WHAT TO DO:
Please restate the following records word for word.

RECORDS FOR PROCESSING:
^^^^

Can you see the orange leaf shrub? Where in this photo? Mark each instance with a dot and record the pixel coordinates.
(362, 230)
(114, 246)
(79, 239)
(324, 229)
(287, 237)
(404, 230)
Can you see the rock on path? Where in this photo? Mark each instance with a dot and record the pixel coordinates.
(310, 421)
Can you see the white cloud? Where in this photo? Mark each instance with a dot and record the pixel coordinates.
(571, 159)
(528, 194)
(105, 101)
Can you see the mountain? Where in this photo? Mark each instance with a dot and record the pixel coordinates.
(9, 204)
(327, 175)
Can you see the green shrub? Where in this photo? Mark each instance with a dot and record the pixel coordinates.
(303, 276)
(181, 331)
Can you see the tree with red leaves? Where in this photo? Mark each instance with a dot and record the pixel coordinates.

^^^^

ANSWER TO THE PROBLEM:
Can you see the orange leaf shrub? Where in this photo? Mark each instance with a dot and record the pixel coordinates.
(362, 230)
(114, 246)
(79, 239)
(324, 229)
(287, 237)
(404, 230)
Can you see the rock on path? Where in this photo? Mark each instance with a dot and record the pixel coordinates.
(310, 421)
Can you see the white cloud? Where in this photo? Mark each instance with a dot and record the pixel coordinates.
(571, 159)
(528, 194)
(105, 101)
Can you see the mountain? Where in this photo? Mark each instance with a dot and record the pixel coordinates.
(9, 204)
(327, 175)
Can you see the green shrub? Where in this photo? Mark each instance with a dot and record the pixel coordinates.
(303, 276)
(181, 331)
Can you see the tree with red leaves? Where in this photo? Mark each instance with a dot and record the pixel coordinates.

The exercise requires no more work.